**Exercise directions:**
Pick out every line in the records below that contains the word "bottle".

[Dataset items]
________________________

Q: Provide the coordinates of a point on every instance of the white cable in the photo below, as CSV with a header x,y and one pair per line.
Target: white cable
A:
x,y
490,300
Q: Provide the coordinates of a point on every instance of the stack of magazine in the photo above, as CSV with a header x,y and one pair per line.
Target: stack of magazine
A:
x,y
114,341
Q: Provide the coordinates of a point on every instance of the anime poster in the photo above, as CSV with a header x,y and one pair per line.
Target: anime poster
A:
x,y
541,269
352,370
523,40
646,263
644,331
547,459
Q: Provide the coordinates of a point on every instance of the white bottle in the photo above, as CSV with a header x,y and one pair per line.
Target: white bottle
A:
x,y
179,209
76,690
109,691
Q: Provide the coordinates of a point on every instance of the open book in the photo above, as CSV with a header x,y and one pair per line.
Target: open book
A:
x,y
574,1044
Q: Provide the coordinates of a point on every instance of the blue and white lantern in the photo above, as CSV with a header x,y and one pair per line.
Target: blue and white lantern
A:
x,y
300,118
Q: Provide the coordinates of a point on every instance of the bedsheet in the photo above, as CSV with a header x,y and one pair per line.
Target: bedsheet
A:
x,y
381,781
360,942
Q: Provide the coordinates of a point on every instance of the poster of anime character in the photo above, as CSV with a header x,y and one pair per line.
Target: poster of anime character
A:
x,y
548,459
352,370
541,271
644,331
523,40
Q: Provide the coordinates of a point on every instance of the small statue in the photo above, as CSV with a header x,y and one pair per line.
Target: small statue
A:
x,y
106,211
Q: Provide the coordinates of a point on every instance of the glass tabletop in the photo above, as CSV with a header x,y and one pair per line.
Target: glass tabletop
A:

________________________

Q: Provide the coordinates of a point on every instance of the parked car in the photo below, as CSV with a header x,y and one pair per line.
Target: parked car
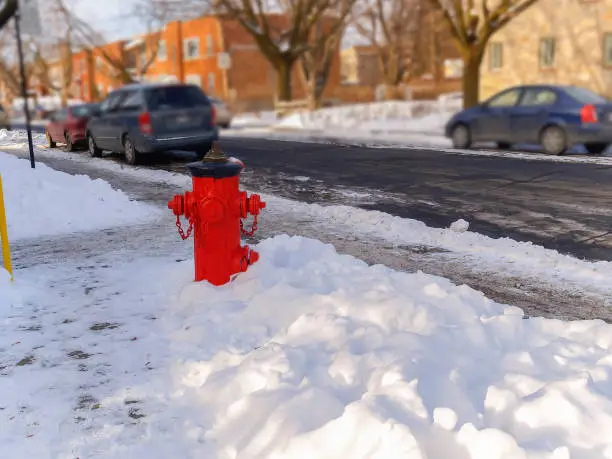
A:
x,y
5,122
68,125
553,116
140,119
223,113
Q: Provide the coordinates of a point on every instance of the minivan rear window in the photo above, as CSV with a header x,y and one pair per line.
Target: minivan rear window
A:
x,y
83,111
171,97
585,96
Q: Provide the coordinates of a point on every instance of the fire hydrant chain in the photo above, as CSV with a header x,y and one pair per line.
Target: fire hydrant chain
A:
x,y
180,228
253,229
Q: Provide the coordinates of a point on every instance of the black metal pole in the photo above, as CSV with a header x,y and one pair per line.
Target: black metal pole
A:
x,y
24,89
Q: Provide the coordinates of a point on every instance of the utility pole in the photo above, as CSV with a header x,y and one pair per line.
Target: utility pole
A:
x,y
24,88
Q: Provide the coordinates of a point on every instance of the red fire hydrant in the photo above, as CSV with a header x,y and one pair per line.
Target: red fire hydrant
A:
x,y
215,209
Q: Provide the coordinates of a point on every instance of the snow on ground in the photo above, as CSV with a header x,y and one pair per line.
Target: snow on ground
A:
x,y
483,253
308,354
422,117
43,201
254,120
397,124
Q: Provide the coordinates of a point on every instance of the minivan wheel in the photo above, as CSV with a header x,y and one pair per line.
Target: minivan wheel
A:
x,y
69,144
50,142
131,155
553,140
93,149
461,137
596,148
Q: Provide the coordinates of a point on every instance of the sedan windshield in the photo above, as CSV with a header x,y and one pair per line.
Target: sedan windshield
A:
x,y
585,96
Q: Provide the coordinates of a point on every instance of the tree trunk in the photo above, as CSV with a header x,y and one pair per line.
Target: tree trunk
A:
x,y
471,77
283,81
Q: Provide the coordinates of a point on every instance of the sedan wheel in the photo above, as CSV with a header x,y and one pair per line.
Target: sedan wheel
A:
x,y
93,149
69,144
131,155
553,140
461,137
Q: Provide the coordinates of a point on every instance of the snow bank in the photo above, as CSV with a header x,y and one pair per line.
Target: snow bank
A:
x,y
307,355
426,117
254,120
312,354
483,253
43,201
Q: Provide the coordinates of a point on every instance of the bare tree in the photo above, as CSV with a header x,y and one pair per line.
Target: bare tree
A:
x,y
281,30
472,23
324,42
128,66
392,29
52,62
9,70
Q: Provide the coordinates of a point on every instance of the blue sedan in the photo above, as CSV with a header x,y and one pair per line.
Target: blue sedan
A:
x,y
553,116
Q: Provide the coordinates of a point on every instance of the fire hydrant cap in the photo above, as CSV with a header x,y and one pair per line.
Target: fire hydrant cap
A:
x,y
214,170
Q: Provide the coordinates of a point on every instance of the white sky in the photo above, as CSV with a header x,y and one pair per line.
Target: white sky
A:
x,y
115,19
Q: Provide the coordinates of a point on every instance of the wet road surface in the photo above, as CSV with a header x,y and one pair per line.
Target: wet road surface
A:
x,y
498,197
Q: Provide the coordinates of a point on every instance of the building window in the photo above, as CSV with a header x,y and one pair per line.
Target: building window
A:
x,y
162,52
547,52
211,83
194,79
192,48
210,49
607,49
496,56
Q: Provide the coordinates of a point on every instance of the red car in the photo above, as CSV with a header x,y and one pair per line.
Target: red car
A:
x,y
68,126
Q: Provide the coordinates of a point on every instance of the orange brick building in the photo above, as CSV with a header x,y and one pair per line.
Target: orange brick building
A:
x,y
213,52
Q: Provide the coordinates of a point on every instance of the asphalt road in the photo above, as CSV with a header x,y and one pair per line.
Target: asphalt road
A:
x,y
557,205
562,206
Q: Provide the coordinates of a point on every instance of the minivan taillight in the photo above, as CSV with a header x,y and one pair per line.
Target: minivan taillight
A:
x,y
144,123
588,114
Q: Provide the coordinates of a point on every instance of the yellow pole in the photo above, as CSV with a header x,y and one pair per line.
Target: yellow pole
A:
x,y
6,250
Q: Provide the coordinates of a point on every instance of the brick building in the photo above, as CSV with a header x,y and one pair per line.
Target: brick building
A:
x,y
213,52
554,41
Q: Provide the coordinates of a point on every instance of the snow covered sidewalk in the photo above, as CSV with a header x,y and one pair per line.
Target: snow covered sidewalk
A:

________________________

**Result of the exercise:**
Q: Provide the coordinates of a point on every instance of the white bottle in the photo above, as CSV with a header x,y and one pair per line.
Target: white bottle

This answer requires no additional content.